> **DOCUMENT EXCERPT**
Is is possible to add a smoke unit to the Spectrum (Modern Balwin) 4-4-0? If so, what smoke unit would it be?

ACY

There are a myriad of smoke units you could use, but they are not realistic, require a little extra maintenance to keep things clean because it often leaves a film on everything, and they often are not reliable in HO scale. If you are set on smoke no one is going to stop you, but that is just my opinion.

Doneldon

MAGER-

Allow me to second ACY's comments about smoke. It's a pain in the patoo for an effect which is suggestive of locomotive smoke at best. It might be worthwhile for kids or grandkids but I won't putz with it.

> **INFORMATION SUPPLIED**

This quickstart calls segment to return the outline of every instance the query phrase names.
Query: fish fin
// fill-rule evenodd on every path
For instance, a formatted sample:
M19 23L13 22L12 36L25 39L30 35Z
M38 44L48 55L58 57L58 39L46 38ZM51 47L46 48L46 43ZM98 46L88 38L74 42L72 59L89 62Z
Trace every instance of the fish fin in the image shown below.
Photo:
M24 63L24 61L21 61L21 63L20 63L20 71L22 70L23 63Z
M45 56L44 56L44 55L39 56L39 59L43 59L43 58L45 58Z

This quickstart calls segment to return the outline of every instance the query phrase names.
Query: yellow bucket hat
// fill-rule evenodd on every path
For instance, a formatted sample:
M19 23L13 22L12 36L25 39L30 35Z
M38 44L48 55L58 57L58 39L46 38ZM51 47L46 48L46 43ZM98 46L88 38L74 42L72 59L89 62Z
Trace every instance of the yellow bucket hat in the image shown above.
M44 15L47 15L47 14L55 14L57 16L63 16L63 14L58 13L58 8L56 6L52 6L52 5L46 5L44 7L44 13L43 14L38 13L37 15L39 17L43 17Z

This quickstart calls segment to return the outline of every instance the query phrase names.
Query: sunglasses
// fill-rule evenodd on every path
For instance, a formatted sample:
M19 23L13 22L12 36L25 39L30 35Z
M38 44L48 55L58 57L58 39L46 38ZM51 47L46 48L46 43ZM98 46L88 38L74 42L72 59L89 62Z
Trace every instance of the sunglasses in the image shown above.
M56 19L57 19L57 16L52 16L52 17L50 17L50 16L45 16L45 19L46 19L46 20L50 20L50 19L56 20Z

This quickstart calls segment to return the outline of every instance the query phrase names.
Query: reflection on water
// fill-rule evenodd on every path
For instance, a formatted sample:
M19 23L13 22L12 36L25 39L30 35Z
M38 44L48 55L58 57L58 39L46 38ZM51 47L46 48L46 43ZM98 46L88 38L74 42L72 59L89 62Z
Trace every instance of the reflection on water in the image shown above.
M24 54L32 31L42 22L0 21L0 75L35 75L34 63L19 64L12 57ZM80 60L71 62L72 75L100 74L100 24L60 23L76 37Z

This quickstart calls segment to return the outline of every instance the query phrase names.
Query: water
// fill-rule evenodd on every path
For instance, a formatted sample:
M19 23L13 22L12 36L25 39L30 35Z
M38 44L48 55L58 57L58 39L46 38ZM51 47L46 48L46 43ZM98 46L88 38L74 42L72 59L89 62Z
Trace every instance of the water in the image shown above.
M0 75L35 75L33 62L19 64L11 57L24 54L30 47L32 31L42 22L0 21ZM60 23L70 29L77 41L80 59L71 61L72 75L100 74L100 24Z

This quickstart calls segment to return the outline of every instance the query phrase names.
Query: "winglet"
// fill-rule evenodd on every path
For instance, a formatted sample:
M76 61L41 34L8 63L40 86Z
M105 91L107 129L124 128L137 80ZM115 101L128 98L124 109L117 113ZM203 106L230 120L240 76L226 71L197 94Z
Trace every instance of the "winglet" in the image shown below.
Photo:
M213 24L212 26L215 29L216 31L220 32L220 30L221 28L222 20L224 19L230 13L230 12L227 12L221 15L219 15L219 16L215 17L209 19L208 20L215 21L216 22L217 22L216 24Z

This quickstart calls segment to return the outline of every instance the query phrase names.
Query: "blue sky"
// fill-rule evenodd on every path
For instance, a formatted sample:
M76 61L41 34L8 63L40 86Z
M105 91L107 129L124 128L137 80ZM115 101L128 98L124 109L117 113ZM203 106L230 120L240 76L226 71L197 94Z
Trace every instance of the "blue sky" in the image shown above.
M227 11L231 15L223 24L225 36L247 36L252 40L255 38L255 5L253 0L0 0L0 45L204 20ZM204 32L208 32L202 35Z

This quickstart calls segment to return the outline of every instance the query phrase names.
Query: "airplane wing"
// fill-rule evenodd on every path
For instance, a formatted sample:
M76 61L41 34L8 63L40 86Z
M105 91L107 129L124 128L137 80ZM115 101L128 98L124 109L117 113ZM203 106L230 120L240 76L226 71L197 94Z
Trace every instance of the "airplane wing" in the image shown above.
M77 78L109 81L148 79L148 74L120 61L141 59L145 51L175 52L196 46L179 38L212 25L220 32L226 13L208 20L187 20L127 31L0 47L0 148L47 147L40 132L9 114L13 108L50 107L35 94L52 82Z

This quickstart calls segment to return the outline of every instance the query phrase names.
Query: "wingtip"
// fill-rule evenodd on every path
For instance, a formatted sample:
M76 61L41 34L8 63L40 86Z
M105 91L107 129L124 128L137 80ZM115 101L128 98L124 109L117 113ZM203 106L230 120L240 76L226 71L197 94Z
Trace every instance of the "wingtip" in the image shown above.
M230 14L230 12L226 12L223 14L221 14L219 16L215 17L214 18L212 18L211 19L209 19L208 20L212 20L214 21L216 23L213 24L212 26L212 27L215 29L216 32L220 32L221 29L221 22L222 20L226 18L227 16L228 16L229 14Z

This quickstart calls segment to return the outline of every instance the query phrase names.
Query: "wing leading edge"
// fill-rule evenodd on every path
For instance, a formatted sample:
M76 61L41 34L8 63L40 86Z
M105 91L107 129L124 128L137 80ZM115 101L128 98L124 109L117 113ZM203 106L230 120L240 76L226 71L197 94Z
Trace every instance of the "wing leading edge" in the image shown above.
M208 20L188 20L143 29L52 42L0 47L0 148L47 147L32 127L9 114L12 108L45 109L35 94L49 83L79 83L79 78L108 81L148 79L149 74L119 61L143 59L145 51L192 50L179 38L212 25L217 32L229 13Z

> **YOUR OBJECTIVE**
Please duplicate the stretch of the smoke unit thread from "Is is possible" through "putz with it.". The entries are separate from the smoke unit thread.

> **SOLUTION BELOW**
Is is possible to add a smoke unit to the Spectrum (Modern Balwin) 4-4-0? If so, what smoke unit would it be?

ACY

There are a myriad of smoke units you could use, but they are not realistic, require a little extra maintenance to keep things clean because it often leaves a film on everything, and they often are not reliable in HO scale. If you are set on smoke no one is going to stop you, but that is just my opinion.

Doneldon

MAGER-

Allow me to second ACY's comments about smoke. It's a pain in the patoo for an effect which is suggestive of locomotive smoke at best. It might be worthwhile for kids or grandkids but I won't putz with it.